Rewrite the lines below with "innermost point" changed to "central point" wherever it occurs, keeping everything else unchanged. Leave the pictures out of your version.

[Start of Data]

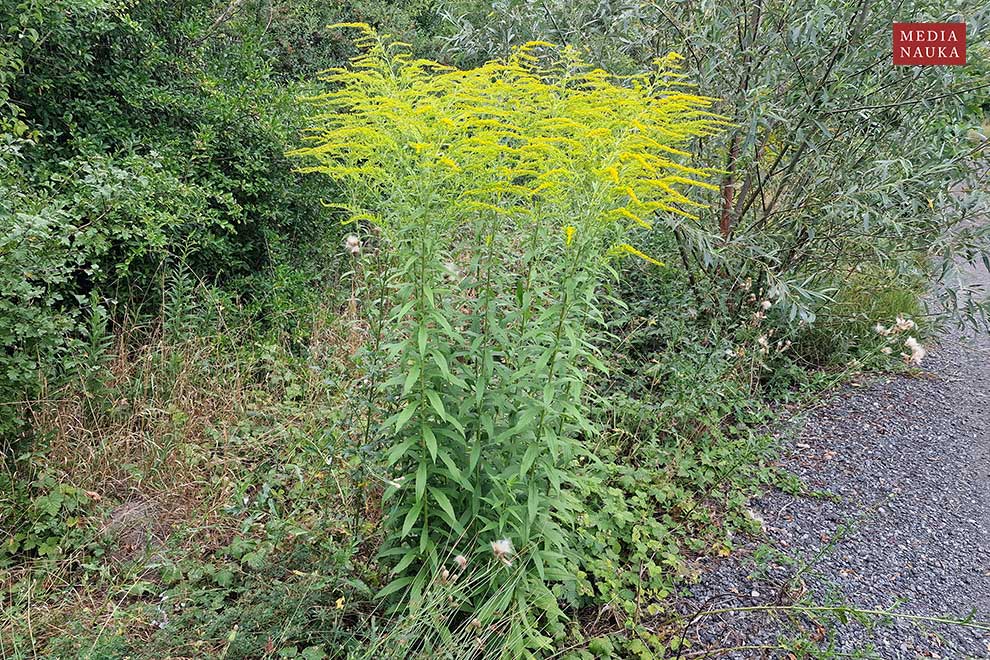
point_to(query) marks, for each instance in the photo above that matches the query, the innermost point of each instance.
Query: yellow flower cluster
(536, 138)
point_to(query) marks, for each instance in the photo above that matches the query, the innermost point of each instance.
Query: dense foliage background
(185, 334)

[End of Data]

Response below |
point_to(query) marks, for each instance in the photo above that matches the query, the central point of each instance.
Query: yellow flower cluster
(536, 138)
point_to(query) marks, for each instance in the photo above that matches the query, the central point of each instance.
Query: dense foliage background
(185, 334)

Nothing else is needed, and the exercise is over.